ENTRIES SUPPLIED:

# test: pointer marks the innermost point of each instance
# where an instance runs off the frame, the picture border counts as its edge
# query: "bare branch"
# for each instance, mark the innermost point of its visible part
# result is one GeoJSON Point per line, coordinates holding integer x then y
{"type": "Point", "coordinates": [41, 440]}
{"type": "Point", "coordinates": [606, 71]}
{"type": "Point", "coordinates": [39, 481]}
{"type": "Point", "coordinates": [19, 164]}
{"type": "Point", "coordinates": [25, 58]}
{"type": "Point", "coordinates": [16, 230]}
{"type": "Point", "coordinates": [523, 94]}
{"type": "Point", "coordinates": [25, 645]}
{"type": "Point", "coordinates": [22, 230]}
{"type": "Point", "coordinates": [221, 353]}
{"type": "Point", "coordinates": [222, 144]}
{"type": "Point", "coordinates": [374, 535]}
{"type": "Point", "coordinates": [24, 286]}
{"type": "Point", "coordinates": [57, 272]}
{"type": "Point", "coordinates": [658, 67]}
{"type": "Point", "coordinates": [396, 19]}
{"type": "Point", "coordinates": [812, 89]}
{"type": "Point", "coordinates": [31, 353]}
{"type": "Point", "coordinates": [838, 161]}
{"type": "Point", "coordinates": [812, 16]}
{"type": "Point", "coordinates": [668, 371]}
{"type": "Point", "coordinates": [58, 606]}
...
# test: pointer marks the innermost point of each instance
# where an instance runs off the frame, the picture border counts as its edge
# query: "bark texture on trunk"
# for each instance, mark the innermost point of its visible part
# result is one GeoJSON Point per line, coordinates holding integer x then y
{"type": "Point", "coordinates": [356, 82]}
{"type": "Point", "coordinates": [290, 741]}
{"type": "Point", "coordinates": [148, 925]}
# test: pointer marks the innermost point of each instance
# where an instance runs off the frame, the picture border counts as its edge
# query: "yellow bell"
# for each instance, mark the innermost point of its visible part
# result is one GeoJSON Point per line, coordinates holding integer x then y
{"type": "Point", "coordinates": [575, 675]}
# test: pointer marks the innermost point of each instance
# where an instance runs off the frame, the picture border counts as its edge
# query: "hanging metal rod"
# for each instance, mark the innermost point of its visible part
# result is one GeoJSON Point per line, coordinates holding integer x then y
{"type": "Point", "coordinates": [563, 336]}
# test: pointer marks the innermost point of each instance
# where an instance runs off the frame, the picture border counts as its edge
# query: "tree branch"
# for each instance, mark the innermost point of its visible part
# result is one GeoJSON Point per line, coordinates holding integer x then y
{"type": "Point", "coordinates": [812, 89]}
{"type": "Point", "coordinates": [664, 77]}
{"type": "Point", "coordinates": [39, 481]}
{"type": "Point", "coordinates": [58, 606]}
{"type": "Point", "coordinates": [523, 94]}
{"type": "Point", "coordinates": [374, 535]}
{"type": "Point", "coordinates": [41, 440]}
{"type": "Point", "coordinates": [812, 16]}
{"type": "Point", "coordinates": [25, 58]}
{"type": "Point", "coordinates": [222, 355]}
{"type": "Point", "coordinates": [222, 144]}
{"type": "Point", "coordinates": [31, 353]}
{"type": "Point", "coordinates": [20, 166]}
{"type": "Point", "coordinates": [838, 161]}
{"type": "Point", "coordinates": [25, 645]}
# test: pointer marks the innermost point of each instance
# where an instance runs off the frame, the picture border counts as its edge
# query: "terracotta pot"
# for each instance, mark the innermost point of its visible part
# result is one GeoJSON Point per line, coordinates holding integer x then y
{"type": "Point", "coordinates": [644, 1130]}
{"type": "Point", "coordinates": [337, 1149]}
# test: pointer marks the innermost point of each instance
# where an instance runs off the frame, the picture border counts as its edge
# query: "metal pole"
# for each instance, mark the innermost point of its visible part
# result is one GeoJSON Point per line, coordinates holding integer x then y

TASK DETAILS: Pick out each line in the items above that contains the string "branch". Case counts.

FINAL RESULT:
# query: "bare branch"
# query: "tree branch"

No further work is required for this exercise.